=== EXTRACTED ENTRIES ===

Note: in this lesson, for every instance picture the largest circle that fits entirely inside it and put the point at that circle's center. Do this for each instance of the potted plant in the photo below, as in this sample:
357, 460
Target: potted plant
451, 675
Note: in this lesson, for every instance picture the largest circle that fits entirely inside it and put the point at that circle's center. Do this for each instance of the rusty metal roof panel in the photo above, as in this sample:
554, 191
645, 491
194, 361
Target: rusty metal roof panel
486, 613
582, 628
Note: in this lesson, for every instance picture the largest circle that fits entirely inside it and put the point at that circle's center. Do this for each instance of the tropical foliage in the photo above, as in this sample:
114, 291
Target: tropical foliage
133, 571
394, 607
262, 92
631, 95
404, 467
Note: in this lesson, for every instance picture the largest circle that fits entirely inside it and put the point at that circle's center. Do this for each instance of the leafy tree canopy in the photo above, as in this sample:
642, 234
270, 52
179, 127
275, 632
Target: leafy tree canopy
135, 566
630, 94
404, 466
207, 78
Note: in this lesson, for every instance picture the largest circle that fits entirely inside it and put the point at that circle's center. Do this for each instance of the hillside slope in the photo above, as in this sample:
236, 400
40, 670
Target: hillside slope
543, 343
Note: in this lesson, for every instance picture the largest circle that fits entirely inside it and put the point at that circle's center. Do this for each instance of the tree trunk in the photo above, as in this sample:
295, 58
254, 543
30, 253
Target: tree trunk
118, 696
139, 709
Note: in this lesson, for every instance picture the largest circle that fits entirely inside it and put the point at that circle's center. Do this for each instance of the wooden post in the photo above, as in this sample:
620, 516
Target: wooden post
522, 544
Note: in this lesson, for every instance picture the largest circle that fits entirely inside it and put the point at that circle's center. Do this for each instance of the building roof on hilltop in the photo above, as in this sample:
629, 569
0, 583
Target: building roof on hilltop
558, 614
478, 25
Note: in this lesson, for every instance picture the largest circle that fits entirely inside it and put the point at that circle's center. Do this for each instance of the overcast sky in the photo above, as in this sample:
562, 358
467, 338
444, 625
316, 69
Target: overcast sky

===

TASK => The records above need to be transcribed in full. Keep every character unchanged.

EXPECTED ANSWER =>
Note: in this lesson, for every instance picture the largest circle that fits entirely inside it and put the point at that circle's center. Do this for each instance of the potted plant in the photo below, as in this sample:
357, 460
Target: potted plant
451, 675
Note: in this lesson, for every instance picture the largest circle that fits entirely inside it and put the point at that circle's center. Do this for each instance of the rusty metal roof panel in the photo above, as in this sample:
554, 191
645, 491
194, 361
Target: rusty metal roof panel
486, 613
582, 628
Note: in this lesson, for every instance picture the largest circle that fits entirely inside it and put the point at that circle's center. Do this for each instance of the tropical foliage in the photo above, as in this sample:
114, 291
Target: tropical foliage
133, 571
394, 607
262, 92
631, 95
404, 467
Note: in this lesson, for every instance picture the largest circle that fits entirely inside it and put the point at that circle's center. Do this for each instance of the leafy tree canopy in the photo above, as in this sample:
642, 234
270, 52
179, 127
275, 632
Target: leafy tree canopy
135, 566
630, 94
404, 466
207, 78
Note: in this lesson, for every instance picture the largest circle that fits entirely inside it and put the point at that circle's center. Do this for each instance of the hillside slope in the photo above, as in this sample:
236, 400
40, 670
Target: hillside slope
543, 343
Note: in this lesson, for every instance picture the largest circle that fits entirely inside it and put the point at that circle's center. Do this for each instance of the tree trunk in the photo above, as in this sample:
295, 58
254, 543
30, 253
Target: tree trunk
118, 696
139, 709
Note: in this lesson, for every instance picture the largest circle that fits entirely inside it and put the point at that circle's center. Do this for each instance of the wooden post in the photo above, as in this sample:
620, 516
Target: wooden post
522, 544
Note: in this lesson, for every instance picture the largest circle that fits entirely inside it and put the point at that circle's center. Do this for each instance of the building roof on hilltop in the photo above, as in this sample:
629, 569
0, 583
Target: building roof on hilltop
558, 614
478, 25
Note: in this lesson, for every instance picture the largest circle that fits entirely inside it and put the point at that circle's center. Do this for each instance of the overcast sky in the photo above, as in this sample:
562, 358
467, 338
444, 625
316, 69
Target: overcast sky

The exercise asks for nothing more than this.